READING TEXT →
------------------------------------------------------------------------

- Genre: Comedy; Drama;
- Written by: Bett Eyre
- Directed by: Lila Garrett
- Starring: Shelley Hack; Sela Ward; Stephanie Faracy;
- Music by: Paul Chihara
- Country of origin: United States
- Original language: English

Production
- Executive producer: Suzanne De Passe
- Producer: Jay Benson
- Production location: California
- Cinematography: Steve Yaconelli
- Editor: Richard Bracken
- Running time: 120 minutes
- Production companies: Deaun Productions; RHI Entertainment; Robert Halmi Productions;

Original release
- Network: CBS
- Release: February 21, 1989

= Bridesmaids (1989 film) =

1989 television film directed by Lila Garrett

Bridesmaids is an American drama film, written by Bett Eyre, directed by Lila Garrett, starring Shelley Hack, Brooke Adams, Audra Lindley, Jack Coleman and Sela Ward. This film was aired on CBS on February 21, 1989.

------------------------------------------------------------------------

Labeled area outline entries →

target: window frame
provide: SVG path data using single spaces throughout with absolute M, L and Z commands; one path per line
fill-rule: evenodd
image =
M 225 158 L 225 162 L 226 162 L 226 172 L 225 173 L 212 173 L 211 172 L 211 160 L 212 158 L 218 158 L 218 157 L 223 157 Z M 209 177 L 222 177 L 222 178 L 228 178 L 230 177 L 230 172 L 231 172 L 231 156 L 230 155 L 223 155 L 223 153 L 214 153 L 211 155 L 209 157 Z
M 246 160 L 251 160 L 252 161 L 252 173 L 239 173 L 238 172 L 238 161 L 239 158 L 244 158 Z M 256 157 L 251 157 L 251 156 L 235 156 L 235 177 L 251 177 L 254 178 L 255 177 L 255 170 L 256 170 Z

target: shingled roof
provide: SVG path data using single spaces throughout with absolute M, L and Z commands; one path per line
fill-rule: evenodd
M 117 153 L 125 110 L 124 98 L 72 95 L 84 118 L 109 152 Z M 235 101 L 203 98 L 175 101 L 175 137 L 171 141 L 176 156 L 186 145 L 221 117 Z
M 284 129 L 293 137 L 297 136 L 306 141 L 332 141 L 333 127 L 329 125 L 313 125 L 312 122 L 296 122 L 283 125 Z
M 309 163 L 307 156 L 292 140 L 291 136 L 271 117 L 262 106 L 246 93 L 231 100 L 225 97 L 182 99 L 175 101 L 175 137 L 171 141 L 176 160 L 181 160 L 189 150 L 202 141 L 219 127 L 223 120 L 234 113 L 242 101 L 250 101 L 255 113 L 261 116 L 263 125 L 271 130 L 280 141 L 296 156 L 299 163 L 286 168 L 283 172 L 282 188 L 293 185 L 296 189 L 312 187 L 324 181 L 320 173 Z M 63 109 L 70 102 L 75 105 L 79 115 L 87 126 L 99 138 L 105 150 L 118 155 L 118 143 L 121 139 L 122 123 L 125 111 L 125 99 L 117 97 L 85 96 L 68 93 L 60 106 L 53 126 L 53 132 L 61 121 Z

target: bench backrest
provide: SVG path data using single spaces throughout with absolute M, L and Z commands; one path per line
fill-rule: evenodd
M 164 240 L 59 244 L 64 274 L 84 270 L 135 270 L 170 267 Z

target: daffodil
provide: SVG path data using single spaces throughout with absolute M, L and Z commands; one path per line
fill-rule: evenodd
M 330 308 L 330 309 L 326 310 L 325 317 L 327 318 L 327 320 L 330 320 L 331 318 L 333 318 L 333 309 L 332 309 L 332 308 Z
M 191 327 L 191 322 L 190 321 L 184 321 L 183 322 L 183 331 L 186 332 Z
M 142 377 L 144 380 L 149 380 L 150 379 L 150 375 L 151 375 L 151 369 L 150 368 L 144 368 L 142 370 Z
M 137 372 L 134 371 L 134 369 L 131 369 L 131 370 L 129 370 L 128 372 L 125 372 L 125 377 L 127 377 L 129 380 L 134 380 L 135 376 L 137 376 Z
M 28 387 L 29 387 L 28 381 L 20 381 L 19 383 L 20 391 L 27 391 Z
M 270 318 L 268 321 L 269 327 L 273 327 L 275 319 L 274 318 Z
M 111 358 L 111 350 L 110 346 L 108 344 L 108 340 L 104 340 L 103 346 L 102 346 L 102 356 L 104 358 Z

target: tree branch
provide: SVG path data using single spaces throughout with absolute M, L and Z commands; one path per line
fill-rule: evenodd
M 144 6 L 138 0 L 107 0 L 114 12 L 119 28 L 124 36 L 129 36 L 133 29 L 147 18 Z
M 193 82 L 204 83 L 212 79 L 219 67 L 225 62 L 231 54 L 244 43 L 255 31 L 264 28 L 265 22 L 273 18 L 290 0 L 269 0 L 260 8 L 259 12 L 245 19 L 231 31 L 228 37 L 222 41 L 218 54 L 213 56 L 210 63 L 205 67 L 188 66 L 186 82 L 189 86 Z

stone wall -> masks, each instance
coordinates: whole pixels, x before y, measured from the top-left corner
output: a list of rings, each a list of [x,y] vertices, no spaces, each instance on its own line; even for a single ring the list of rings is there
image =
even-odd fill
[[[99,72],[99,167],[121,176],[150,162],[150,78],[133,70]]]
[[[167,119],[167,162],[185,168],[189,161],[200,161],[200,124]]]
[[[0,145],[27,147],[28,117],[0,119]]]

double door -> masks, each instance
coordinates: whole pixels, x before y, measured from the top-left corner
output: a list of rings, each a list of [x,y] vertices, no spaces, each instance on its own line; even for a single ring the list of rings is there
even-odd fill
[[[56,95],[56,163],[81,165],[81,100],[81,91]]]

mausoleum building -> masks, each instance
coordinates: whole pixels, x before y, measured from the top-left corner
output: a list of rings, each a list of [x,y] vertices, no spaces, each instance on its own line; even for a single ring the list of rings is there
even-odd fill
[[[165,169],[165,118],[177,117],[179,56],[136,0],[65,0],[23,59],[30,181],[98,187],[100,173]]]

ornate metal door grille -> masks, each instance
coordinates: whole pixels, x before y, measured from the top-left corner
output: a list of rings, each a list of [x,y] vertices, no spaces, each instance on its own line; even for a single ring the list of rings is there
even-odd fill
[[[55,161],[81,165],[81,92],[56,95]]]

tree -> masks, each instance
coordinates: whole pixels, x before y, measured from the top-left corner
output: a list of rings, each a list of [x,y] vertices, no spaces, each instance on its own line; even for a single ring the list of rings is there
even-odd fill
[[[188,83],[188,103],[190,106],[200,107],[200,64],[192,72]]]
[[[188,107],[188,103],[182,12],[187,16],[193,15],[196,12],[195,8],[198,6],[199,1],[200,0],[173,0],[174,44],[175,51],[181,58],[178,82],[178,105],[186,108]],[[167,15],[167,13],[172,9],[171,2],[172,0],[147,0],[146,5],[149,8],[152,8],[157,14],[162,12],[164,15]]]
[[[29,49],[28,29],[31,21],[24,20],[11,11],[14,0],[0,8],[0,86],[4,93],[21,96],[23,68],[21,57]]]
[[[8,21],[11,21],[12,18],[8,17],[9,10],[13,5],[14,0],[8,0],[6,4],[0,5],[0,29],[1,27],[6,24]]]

------------------------------------------------------------------------

DIRECTIONS →
1. Using the Bridesmaids page, explain how the film was first shown to viewers and on what date.
2. Return the part of the Bridesmaids page from "Bridesmaids is an" up to and including "February 21, 1989.".

EXERCISE RESULTS →
1. It was a television film that first aired on the CBS network on February 21, 1989.

2.
Bridesmaids is an American drama film, written by Bett Eyre, directed by Lila Garrett, starring Shelley Hack, Brooke Adams, Audra Lindley, Jack Coleman and Sela Ward. This film was aired on CBS on February 21, 1989.